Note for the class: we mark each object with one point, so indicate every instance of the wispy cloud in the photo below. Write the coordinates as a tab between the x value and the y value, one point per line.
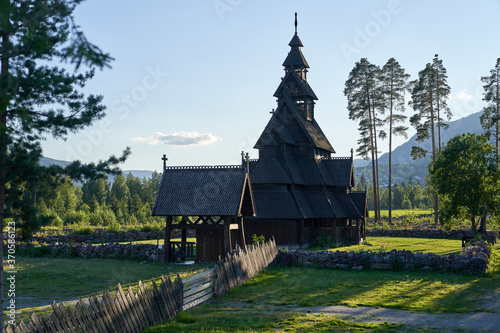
179	139
462	95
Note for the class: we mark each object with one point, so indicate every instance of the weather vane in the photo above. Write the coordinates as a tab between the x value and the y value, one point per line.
295	22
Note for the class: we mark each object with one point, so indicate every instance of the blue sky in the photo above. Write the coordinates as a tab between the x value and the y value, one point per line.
195	79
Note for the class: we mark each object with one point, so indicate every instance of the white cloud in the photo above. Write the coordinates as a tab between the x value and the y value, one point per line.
462	95
179	139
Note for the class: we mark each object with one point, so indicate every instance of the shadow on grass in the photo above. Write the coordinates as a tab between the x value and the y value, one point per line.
416	291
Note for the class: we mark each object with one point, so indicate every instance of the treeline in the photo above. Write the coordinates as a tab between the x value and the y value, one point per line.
126	200
404	196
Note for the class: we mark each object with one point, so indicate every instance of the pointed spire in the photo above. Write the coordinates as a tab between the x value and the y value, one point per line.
295	58
295	22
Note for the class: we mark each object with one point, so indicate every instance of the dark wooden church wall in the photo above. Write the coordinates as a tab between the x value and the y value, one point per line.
284	231
209	244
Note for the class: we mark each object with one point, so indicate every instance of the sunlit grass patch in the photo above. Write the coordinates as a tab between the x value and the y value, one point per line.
39	281
207	319
416	291
385	244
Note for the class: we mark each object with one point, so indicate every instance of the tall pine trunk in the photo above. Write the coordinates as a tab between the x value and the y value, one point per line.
390	163
377	208
433	142
375	183
497	127
4	87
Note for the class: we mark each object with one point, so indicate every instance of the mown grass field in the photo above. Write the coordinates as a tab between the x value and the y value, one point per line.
383	244
265	303
267	298
41	280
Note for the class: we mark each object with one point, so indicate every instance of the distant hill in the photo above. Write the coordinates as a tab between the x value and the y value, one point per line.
401	154
46	161
404	166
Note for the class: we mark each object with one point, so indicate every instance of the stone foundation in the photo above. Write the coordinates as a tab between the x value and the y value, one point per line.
474	259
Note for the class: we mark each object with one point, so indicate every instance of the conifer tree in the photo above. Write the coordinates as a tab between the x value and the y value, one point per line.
364	99
491	114
429	100
394	85
38	99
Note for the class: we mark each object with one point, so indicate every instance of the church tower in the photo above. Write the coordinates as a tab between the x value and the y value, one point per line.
292	130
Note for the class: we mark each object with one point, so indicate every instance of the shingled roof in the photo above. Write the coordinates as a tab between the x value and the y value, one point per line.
288	126
204	191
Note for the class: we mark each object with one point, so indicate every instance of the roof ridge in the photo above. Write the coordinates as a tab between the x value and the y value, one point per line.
203	167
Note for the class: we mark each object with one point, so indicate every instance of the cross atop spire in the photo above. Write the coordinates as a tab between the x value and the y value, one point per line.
165	159
295	22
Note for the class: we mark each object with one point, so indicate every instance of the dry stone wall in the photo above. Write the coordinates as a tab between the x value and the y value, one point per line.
473	259
107	237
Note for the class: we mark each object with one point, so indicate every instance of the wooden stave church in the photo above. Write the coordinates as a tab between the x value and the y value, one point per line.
294	191
300	190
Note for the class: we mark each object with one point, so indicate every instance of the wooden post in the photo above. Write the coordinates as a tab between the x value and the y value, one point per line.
301	232
166	242
241	234
184	240
227	234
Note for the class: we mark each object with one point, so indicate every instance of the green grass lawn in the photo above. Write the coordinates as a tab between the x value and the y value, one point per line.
437	246
268	297
264	303
401	213
41	280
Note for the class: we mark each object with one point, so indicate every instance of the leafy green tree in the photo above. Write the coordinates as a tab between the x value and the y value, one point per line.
398	196
361	185
491	114
466	176
134	185
429	100
38	99
97	188
363	93
394	86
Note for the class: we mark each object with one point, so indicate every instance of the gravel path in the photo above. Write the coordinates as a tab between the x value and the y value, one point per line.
468	322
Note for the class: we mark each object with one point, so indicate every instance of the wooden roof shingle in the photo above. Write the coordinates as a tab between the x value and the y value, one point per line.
203	191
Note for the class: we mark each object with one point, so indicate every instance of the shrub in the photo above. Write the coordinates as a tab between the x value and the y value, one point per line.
114	227
102	217
85	231
258	239
325	240
75	217
152	227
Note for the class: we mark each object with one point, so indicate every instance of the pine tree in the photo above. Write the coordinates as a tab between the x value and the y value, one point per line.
429	95
491	114
38	99
363	97
394	85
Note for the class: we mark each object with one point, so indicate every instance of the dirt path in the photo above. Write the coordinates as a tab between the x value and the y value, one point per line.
466	322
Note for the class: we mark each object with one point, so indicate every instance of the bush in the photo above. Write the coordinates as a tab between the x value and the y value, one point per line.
85	231
406	204
75	217
258	239
102	217
152	227
325	240
114	227
56	221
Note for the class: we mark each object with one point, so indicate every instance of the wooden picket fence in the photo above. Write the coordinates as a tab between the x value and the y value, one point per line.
134	312
131	312
239	266
198	288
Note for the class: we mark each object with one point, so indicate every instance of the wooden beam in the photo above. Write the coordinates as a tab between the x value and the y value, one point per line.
242	241
227	234
301	232
198	226
166	241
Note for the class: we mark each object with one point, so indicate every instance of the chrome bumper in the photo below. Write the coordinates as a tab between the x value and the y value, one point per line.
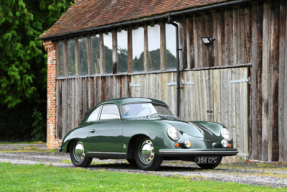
60	149
189	152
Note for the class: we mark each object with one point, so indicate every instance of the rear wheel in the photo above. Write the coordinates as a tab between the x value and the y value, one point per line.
210	166
132	162
78	156
144	155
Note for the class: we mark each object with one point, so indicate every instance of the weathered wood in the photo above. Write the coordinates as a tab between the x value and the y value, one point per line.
89	55
190	43
265	79
256	104
130	52
115	51
271	23
215	43
235	36
284	144
182	43
196	41
162	46
282	36
102	54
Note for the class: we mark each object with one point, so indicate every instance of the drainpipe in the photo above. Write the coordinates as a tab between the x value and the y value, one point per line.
177	67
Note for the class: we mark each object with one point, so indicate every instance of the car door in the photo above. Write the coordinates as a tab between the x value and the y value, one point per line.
106	135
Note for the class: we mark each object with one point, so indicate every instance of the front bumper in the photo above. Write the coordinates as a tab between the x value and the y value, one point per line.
196	152
60	149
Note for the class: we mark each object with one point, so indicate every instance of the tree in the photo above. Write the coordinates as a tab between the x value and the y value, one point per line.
23	60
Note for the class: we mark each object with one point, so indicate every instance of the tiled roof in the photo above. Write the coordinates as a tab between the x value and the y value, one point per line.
93	13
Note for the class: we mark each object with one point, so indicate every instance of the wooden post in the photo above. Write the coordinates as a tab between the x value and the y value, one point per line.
162	46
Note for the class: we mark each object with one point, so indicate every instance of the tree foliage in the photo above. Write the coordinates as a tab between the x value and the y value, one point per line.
23	64
23	59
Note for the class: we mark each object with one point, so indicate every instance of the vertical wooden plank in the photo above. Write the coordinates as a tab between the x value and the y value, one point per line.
196	37
162	47
247	35
89	55
244	109
211	97
215	43
282	36
285	102
190	43
146	66
199	42
115	51
235	13
270	79
130	51
216	96
102	54
219	38
182	43
265	79
230	37
275	90
256	105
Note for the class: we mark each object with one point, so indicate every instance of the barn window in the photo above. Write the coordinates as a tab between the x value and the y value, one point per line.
154	47
83	56
138	49
60	59
95	54
71	57
122	43
170	39
108	52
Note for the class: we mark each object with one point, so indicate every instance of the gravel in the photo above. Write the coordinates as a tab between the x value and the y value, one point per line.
271	175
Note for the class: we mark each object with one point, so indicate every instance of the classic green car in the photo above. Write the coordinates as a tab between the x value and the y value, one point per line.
145	132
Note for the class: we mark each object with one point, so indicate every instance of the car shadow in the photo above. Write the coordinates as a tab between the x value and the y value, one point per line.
127	167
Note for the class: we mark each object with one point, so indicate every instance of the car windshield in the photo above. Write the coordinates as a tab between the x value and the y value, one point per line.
145	110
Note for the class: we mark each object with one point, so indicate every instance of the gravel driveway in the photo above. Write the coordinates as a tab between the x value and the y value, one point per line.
271	175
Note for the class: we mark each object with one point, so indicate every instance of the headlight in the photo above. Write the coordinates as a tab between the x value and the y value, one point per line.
173	133
226	134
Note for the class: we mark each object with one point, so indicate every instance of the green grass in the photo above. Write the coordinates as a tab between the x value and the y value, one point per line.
24	142
40	177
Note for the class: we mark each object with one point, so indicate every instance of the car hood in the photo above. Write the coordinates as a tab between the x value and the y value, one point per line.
188	128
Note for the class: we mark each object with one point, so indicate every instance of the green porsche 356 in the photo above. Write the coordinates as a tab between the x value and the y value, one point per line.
145	132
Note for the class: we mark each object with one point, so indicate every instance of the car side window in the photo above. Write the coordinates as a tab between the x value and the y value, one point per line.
94	115
110	111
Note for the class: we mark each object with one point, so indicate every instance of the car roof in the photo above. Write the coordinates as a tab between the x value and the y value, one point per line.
120	101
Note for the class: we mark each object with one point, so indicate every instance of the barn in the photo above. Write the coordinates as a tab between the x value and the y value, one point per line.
211	60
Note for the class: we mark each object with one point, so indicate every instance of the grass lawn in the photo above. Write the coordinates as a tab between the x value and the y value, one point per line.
40	177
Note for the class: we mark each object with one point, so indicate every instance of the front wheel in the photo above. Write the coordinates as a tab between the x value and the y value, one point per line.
210	166
144	155
77	154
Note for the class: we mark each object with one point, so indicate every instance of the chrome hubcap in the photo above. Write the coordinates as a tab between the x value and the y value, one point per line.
147	151
79	151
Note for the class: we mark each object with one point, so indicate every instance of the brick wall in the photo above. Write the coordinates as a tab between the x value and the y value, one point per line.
52	142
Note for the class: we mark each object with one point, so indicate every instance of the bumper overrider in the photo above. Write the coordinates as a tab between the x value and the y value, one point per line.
196	152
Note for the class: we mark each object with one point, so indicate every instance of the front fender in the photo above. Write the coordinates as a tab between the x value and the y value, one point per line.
80	133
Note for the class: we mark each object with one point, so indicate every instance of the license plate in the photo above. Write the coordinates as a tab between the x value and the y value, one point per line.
206	160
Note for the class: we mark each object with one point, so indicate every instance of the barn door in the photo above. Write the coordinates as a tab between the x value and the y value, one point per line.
221	96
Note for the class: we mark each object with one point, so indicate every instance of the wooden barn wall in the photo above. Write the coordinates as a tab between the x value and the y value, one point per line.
250	33
76	96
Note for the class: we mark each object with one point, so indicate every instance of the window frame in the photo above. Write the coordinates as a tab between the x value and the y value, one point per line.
100	110
109	119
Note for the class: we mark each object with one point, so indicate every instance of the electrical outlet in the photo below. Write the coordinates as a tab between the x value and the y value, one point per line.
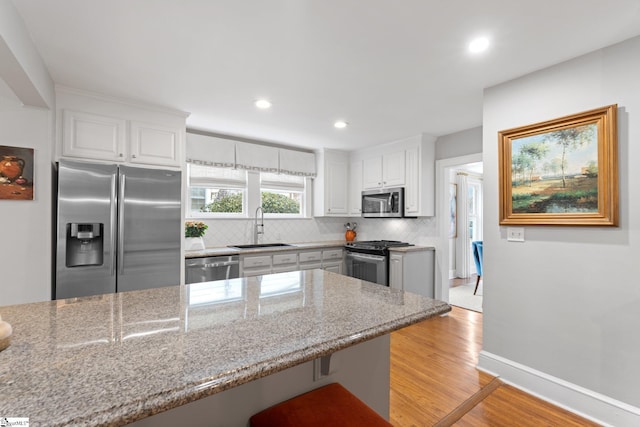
515	234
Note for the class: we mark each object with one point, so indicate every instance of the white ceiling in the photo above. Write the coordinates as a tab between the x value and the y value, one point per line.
392	69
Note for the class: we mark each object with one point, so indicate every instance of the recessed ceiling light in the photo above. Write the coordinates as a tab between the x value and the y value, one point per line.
263	104
478	45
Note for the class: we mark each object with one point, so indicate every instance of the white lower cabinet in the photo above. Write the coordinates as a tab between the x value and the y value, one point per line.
255	265
310	260
285	262
333	260
412	271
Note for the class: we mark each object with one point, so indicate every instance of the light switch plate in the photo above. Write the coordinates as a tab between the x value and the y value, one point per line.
515	234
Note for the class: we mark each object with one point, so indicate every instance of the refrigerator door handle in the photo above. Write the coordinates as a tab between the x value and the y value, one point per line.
113	224
121	222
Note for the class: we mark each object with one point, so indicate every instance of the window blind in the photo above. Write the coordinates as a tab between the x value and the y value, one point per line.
272	181
212	177
256	157
297	163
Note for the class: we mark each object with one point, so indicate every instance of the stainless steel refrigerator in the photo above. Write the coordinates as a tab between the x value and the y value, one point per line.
118	229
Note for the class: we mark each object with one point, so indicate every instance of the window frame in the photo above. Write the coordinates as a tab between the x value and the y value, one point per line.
252	198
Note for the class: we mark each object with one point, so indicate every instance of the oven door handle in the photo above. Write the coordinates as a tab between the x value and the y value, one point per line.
357	255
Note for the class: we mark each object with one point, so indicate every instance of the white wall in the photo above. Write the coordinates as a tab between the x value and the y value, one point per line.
459	144
25	252
566	302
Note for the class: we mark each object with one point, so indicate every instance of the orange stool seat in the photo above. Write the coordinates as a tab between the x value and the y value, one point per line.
330	405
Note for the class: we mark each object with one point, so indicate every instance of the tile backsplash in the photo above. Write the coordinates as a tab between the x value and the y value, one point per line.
223	232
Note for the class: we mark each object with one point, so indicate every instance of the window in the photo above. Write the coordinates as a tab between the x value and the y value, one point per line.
231	193
216	191
282	194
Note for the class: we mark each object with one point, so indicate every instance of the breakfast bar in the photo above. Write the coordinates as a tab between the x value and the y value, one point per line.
119	358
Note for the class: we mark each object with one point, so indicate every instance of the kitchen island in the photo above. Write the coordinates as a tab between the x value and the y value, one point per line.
117	358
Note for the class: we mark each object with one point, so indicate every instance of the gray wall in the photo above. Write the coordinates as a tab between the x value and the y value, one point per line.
566	302
459	144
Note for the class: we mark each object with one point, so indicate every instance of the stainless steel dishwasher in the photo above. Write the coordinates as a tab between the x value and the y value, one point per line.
211	268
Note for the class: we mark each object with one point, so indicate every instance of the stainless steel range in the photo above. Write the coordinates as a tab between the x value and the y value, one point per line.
369	260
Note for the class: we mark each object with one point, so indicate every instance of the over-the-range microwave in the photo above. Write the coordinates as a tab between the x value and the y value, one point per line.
383	203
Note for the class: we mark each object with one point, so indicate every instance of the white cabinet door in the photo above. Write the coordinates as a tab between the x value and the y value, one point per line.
383	171
336	187
355	188
372	173
154	144
333	260
412	182
93	136
334	267
393	169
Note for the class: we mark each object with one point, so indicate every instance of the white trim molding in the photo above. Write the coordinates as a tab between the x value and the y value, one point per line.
579	400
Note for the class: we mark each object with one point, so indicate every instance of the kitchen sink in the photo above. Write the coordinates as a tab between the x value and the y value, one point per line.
259	245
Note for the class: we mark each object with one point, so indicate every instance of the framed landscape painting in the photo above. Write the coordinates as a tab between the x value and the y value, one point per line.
561	172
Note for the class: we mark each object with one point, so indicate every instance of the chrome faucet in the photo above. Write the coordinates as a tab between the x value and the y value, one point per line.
258	228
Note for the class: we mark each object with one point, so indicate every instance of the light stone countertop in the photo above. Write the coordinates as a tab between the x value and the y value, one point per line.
116	358
223	250
414	248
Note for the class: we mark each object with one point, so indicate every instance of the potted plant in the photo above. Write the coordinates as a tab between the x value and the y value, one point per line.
193	232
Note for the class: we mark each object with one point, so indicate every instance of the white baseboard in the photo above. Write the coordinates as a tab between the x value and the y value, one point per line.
579	400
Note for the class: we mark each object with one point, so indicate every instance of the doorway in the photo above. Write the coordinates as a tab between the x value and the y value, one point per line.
457	246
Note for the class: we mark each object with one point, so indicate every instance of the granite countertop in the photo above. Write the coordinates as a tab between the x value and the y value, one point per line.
112	359
222	250
414	248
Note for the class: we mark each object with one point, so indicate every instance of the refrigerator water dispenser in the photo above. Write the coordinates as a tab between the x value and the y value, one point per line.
84	244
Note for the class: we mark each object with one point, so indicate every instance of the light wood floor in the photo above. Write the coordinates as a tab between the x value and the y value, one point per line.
434	381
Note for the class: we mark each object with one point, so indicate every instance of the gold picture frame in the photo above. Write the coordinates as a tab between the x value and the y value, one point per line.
561	172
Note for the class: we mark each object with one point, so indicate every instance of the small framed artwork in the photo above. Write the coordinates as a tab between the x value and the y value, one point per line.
561	172
453	210
16	173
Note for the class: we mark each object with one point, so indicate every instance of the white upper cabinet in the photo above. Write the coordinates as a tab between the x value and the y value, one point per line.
355	188
93	136
154	144
387	170
408	163
412	188
97	127
331	185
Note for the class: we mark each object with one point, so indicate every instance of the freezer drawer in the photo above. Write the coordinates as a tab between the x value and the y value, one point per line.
211	268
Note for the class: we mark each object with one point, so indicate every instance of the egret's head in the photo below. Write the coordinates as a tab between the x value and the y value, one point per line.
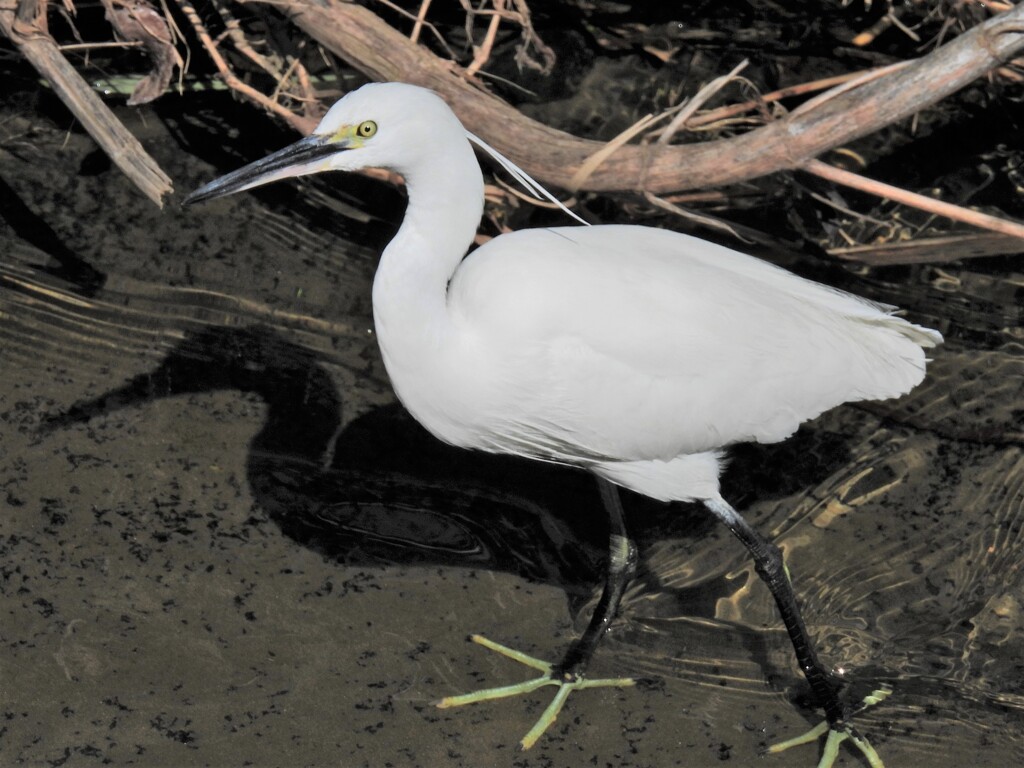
381	125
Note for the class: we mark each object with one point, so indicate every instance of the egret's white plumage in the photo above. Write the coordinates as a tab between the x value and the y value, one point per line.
638	353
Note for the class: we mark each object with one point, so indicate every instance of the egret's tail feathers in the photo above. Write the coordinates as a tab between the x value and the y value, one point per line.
926	338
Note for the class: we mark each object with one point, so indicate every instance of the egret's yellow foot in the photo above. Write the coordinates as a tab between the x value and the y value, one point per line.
837	736
565	686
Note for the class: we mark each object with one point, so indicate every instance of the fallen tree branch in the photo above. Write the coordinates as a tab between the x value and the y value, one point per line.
940	207
554	157
121	146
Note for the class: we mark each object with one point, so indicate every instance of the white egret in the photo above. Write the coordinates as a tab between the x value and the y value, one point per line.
637	353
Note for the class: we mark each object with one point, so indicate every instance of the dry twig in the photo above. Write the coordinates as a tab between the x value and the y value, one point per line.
126	152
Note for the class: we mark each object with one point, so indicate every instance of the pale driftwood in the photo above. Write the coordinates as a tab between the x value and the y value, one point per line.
78	95
554	157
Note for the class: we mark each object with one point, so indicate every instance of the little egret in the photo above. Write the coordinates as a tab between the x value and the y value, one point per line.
637	353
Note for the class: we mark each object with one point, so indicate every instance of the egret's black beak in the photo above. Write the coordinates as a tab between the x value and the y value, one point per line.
302	158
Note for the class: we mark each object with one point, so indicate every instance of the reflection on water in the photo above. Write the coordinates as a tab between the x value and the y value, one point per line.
901	522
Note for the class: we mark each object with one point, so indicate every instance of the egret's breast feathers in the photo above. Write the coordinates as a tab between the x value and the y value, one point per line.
631	343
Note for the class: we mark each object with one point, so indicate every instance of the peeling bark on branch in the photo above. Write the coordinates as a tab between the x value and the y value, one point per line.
382	53
78	95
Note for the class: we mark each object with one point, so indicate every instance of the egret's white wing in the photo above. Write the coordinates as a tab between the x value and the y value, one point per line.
632	343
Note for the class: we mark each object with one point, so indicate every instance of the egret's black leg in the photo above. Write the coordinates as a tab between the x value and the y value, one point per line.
824	686
568	674
620	570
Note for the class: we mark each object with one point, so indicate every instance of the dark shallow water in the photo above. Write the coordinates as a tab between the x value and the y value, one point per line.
222	543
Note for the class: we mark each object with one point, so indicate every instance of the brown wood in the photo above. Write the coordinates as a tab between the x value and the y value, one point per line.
85	104
383	53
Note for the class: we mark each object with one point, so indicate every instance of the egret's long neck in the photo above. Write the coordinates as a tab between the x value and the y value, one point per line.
445	201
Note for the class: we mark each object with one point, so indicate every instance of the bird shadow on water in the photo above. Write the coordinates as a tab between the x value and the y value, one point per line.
379	491
382	491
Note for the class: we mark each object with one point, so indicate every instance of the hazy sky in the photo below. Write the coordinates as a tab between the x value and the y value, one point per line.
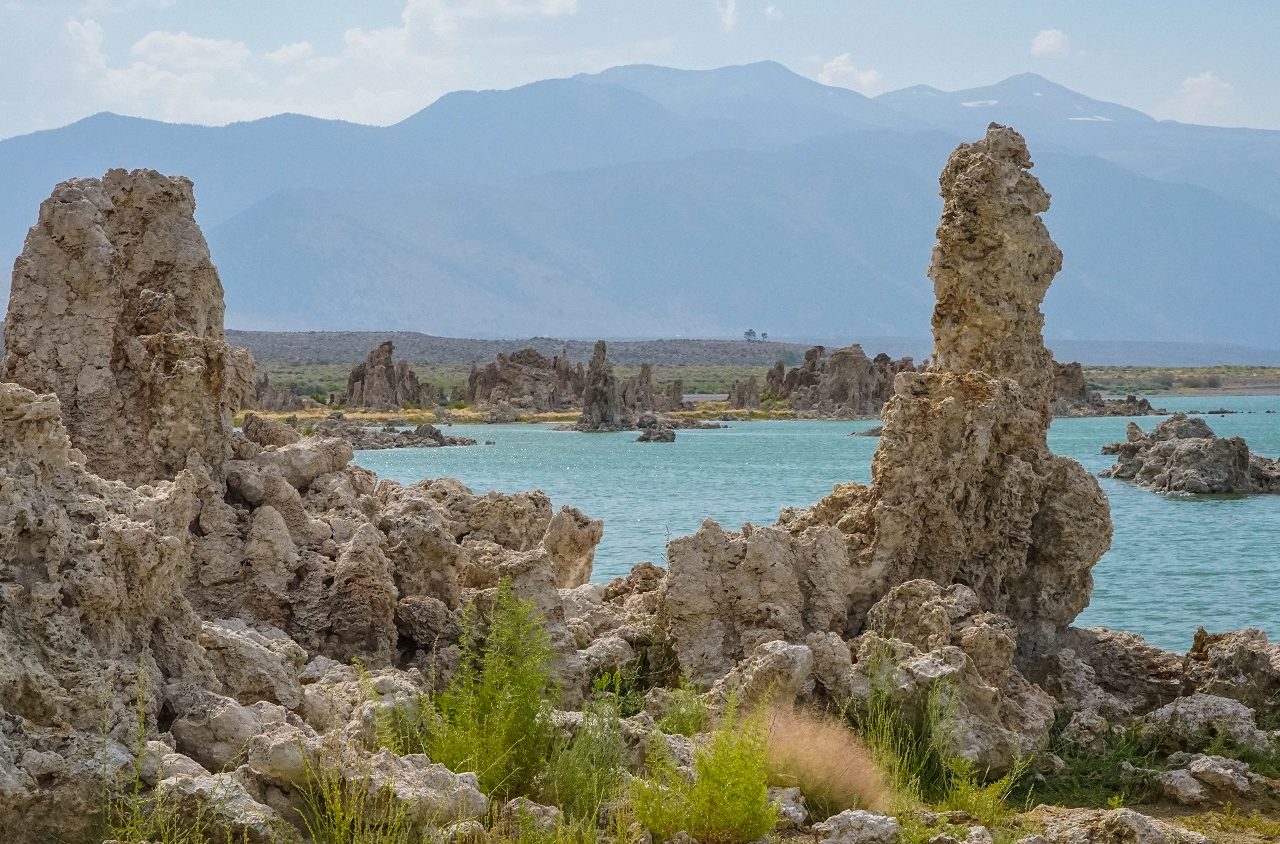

**Set problem:** Which lines in the records above contain the word "gravel"? Extract each of those lines in full.

**Task solution:**
Note for the class: we mark each object with one point, so indicate every instance of the gravel path in the photo above. Write the coordinates as a tab between the x value and the y value, one point per line.
Note for the class: we mark each object with one point, so indicate every instance of the gravel in the photo above. Write the coordinates as a tab between the x value and the y value, one point per line.
Note for the class: we mark each object with one point, so indicate every instance of the gravel driveway in the photo above. Write the coordinates as a tab between the x value and the y value, one point per line.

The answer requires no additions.